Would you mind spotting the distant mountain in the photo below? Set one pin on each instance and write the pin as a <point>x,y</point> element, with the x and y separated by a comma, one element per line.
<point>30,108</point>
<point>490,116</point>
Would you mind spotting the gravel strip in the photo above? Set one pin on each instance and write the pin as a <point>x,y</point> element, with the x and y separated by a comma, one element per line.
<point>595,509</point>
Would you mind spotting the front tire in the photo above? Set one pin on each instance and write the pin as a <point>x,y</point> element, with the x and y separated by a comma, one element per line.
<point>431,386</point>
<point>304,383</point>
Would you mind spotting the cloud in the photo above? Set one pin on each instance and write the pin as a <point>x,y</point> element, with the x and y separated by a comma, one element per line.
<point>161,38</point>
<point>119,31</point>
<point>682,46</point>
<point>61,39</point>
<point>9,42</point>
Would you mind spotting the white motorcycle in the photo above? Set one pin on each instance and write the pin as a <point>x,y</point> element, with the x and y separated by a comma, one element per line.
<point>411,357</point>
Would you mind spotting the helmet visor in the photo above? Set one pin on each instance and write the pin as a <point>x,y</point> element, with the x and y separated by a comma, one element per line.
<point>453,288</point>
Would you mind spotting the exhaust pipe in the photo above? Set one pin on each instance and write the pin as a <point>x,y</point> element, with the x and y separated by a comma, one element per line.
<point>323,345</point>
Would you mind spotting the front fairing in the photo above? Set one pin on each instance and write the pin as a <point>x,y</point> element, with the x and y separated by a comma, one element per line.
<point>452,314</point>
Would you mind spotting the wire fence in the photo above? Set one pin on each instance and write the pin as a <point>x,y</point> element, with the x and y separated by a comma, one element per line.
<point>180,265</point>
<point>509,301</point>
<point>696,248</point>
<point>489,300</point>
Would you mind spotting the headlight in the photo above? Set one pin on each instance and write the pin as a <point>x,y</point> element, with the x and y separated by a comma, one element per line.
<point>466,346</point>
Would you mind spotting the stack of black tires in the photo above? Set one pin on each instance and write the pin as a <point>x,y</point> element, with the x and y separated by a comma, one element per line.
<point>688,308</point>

..............................

DIRECTIONS: Provide an exact reproduction of all the entries shown above.

OUTPUT FOR THIS EXERCISE:
Would you mind spotting the distant mountain in the photo below? Set one pin on each instance and write the pin as a <point>x,y</point> element, with the x and y separated by a comma, one element per line.
<point>30,108</point>
<point>490,116</point>
Would you mind spotting the gravel strip in the photo above? Set one pin on each instance and write the pin as a <point>x,y</point> element, with the x and y separated by a comma, one element per line.
<point>595,509</point>
Would you mind spotting the front tire in the photo above? Set one pin on each instance and write the pin as a <point>x,y</point> element, with the x and y separated by a comma, one element per line.
<point>431,386</point>
<point>304,383</point>
Would you mind spotting the cloud in the photo above? Set one pin on each instance and write the pin as a <point>x,y</point> element, with the x and y separated by a comma, one element per line.
<point>161,38</point>
<point>119,31</point>
<point>682,46</point>
<point>61,39</point>
<point>9,42</point>
Would you mind spotting the white motorcycle in the photo above? Set one pin on each instance and write the pin as a <point>x,y</point> element, with the x and y separated by a comma, one element per line.
<point>411,357</point>
Would you mind spotting the helmet visor in the photo above? Set one pin on each instance and write the pin as a <point>x,y</point> element, with the x and y separated by a comma, one element per line.
<point>453,288</point>
Would you mind spotting the exhaust pipe in the photo above? Set one pin on each instance and write the pin as a <point>x,y</point> element, with the x and y separated by a comma, one element per line.
<point>323,345</point>
Would you mind spotting the front fairing in the photo above? Set one pin on each instance and write the pin as a <point>x,y</point> element, with the x and y separated by a comma, one element per line.
<point>452,314</point>
Would you mind spotting the wire fence in the photo above? Set one pin on each instance and write the pin as a <point>x,y</point> element, with the x and y separated by a comma, one element per line.
<point>180,265</point>
<point>509,301</point>
<point>696,248</point>
<point>489,300</point>
Would you mind spotting the headlight in the photo above? Set one pin on each instance and write the pin as a <point>x,y</point> element, with the x and y separated by a comma, one element per line.
<point>466,346</point>
Would you mind spotting the stack of black tires in the photo above? Set one pin on each instance and write the pin as a <point>x,y</point> element, with the x and y separated by a comma, one element per line.
<point>688,308</point>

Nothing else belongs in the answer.